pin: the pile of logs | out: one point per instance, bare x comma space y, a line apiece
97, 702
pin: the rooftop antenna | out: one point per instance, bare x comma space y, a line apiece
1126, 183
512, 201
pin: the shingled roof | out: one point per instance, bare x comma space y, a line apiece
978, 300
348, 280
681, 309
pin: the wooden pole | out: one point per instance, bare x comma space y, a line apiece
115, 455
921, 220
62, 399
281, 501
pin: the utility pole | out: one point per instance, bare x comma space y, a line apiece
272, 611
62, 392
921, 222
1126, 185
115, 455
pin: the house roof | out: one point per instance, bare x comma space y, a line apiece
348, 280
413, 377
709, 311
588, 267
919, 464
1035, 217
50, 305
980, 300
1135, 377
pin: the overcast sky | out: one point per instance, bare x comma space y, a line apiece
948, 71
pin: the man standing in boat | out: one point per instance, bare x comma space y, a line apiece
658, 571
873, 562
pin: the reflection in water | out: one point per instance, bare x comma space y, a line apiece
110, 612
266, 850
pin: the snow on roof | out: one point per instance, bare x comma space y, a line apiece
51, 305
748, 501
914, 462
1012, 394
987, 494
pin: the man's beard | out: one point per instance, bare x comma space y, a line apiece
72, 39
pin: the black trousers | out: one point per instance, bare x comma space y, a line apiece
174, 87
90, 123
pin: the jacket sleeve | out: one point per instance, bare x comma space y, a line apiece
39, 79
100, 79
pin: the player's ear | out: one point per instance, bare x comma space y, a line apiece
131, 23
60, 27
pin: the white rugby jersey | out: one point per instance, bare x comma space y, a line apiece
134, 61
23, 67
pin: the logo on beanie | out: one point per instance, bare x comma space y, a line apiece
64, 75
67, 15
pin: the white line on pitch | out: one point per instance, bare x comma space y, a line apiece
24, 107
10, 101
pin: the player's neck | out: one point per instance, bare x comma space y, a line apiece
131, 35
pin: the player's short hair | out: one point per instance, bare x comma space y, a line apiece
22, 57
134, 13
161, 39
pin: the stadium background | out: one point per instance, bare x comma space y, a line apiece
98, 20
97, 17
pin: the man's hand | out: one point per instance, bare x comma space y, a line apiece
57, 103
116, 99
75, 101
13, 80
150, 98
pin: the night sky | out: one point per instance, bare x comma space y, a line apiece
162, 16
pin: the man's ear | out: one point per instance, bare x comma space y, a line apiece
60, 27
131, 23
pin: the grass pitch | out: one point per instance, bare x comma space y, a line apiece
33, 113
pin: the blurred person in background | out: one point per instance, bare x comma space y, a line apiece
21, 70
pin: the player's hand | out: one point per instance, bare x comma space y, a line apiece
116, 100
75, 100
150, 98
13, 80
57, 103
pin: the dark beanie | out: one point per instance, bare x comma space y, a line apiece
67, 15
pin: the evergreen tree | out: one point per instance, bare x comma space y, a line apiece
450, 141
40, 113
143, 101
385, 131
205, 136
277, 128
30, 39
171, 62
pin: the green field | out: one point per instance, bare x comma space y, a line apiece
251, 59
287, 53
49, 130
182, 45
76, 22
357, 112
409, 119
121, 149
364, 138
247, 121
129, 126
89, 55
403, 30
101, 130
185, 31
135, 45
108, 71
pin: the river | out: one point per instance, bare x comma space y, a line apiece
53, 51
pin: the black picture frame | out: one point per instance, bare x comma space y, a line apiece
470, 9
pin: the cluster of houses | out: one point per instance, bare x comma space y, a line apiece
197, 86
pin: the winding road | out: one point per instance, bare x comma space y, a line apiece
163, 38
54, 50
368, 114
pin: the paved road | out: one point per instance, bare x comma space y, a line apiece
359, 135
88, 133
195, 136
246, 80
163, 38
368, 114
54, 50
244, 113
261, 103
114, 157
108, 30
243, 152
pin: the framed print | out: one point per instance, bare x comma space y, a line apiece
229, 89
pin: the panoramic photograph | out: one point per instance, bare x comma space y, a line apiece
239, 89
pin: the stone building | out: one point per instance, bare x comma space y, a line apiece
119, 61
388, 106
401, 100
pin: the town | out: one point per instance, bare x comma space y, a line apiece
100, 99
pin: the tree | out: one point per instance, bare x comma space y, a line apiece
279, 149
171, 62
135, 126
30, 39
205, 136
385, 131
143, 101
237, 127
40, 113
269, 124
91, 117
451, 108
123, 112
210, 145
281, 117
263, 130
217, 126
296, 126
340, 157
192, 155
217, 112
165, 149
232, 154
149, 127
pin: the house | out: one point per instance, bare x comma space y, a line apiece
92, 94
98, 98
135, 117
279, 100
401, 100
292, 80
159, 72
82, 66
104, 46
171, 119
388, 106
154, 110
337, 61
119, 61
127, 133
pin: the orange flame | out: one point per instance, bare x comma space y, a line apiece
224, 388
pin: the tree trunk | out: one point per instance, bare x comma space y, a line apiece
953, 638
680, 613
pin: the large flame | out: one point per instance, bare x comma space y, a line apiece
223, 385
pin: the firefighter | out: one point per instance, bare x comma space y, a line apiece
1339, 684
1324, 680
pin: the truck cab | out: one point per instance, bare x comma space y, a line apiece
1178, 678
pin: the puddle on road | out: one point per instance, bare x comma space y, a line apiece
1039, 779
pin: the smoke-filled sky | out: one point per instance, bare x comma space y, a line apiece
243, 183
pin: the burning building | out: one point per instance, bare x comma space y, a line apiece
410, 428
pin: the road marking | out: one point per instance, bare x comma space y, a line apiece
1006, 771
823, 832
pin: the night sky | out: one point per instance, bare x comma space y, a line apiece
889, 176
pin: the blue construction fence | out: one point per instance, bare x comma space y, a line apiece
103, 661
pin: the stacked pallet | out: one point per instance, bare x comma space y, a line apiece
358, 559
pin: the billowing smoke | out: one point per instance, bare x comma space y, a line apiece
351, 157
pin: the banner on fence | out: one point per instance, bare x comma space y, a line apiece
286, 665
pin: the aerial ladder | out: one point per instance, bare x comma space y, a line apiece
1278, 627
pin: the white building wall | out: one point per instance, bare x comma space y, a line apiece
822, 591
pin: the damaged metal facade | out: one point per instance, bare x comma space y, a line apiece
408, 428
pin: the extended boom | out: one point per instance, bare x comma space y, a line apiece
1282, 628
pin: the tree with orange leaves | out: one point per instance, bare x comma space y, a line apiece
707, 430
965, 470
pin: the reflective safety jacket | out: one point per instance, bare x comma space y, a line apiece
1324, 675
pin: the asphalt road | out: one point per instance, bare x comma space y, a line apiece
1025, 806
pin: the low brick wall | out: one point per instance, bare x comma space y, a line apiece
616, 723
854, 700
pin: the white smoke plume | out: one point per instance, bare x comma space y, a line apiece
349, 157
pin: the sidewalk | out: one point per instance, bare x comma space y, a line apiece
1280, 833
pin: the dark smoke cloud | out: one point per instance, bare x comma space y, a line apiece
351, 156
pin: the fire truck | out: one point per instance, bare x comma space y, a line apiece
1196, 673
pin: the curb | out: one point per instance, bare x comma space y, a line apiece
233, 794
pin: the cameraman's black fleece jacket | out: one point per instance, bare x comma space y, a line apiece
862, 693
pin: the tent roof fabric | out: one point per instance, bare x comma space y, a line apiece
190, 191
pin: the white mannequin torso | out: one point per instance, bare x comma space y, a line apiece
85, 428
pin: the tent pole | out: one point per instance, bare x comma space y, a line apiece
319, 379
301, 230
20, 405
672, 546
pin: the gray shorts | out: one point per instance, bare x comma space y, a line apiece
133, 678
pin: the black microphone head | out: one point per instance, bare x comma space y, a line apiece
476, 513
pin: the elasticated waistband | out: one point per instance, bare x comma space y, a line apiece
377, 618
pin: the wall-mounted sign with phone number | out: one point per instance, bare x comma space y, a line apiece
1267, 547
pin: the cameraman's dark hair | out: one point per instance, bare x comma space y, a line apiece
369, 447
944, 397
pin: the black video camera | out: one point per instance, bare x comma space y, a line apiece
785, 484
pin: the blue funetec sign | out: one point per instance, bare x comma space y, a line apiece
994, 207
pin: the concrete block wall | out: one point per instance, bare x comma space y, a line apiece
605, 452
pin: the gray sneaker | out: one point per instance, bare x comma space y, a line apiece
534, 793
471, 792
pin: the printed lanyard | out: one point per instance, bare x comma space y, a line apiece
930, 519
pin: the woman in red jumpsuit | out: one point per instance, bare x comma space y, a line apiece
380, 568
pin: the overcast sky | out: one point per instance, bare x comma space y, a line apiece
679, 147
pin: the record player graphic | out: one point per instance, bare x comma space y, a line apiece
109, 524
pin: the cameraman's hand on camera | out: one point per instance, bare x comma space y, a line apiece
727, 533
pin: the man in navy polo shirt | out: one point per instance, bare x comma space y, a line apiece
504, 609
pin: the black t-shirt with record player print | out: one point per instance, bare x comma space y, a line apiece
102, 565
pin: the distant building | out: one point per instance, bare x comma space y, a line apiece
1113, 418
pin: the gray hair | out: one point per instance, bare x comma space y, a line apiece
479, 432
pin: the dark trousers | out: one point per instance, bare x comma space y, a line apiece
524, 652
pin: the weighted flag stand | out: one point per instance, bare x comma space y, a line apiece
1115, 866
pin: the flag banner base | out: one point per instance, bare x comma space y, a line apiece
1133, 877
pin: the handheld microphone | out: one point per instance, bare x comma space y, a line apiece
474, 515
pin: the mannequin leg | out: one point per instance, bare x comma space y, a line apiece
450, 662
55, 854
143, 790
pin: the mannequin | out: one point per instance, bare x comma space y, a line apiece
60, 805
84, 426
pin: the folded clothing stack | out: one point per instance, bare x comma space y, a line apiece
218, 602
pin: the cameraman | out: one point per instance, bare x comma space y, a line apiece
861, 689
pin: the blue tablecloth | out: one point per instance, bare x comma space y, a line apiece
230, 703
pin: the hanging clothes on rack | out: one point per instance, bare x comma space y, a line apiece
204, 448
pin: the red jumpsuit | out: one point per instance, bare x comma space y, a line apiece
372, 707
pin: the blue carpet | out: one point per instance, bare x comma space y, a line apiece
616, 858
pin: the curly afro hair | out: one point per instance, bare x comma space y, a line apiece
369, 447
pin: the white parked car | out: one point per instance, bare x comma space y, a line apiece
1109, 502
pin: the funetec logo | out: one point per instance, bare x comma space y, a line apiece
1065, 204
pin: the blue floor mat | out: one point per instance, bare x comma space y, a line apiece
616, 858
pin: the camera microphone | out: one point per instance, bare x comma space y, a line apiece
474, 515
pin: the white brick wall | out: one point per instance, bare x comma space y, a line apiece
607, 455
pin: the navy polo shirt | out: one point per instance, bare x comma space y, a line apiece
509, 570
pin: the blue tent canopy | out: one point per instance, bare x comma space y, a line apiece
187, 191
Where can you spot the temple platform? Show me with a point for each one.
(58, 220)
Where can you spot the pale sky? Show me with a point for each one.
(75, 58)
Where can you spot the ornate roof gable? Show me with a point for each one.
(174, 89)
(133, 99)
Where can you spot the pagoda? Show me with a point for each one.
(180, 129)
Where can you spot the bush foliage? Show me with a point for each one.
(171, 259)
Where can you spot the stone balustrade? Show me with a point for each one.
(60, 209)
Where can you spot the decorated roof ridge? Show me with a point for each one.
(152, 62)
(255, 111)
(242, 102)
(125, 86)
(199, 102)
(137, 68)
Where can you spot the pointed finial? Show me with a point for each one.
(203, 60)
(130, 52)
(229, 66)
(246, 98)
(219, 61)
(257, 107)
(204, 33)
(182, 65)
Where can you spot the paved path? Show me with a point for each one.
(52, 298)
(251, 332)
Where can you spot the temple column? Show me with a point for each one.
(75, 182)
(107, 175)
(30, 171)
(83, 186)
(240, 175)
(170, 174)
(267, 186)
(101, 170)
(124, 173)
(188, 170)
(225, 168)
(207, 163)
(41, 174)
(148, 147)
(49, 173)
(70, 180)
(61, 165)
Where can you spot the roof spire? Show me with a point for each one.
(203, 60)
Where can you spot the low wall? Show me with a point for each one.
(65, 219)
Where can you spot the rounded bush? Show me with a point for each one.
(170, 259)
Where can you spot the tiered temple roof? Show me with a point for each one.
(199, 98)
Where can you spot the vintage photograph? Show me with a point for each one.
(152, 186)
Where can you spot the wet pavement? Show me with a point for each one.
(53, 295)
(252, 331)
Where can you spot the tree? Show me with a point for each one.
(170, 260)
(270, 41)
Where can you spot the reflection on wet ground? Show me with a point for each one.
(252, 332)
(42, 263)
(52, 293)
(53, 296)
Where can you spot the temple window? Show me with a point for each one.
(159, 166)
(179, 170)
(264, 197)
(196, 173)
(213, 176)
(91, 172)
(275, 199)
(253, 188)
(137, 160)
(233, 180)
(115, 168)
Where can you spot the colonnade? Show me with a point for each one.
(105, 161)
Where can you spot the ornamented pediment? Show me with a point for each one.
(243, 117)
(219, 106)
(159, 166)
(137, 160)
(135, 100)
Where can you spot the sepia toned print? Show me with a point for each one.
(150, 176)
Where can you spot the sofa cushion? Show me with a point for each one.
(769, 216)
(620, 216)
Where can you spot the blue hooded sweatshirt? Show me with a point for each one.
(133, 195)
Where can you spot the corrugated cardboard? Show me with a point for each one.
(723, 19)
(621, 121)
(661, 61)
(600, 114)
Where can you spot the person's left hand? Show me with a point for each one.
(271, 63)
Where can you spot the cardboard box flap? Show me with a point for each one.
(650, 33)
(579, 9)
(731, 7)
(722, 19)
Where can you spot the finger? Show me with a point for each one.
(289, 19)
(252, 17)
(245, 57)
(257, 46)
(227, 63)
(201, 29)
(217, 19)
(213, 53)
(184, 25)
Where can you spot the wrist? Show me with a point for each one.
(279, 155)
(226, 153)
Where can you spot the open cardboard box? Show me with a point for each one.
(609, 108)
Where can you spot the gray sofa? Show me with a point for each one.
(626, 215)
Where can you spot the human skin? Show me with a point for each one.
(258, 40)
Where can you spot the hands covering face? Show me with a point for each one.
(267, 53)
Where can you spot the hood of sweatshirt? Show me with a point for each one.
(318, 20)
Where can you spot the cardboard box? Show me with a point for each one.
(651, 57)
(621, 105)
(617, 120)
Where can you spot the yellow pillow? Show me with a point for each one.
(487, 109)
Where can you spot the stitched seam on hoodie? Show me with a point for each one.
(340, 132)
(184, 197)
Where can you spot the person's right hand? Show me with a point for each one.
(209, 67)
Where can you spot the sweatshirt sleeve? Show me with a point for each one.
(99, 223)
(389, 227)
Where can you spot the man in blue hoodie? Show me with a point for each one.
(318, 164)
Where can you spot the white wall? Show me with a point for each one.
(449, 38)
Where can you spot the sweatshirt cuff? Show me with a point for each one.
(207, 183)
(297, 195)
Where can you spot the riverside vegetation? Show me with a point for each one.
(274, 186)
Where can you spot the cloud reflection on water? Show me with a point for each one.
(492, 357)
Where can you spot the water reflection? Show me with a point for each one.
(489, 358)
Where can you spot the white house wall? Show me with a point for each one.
============================================================
▶ _Given instruction_: Repeat exactly, and only, the lines from the line with "Where can you spot the hood" through the end of the listing above, both ends included.

▶ _Solution below_:
Where can you spot the hood of sweatshirt? Show me with a point for each one.
(318, 20)
Where can you spot the cardboard box? Show me with a point for each one.
(651, 57)
(621, 105)
(617, 120)
Where can you spot the yellow pillow? Show me with a point for each one.
(487, 109)
Where can you spot the stitched seam on hoodie? Show me with a point for each one.
(340, 132)
(184, 197)
Where can you spot the person's right hand? Show me with a point for each one.
(209, 67)
Where can you spot the sweatshirt sleeve? Show me with a point for each one.
(99, 223)
(389, 227)
Where can you spot the man in blue hoodie? Show me with a point for each one.
(318, 164)
Where can you spot the white wall? Show me with a point for each one.
(449, 38)
Where can you spot the sweatshirt cuff? Show me with a point for each one.
(207, 183)
(297, 195)
Where can you spot the riverside vegetation? Show me with a point for each one.
(274, 186)
Where can you spot the cloud reflection on water? Show me with a point for each one.
(492, 357)
Where can you spot the water reflection? Show me with a point for each one.
(489, 358)
Where can you spot the white house wall? Show me with a point for each one.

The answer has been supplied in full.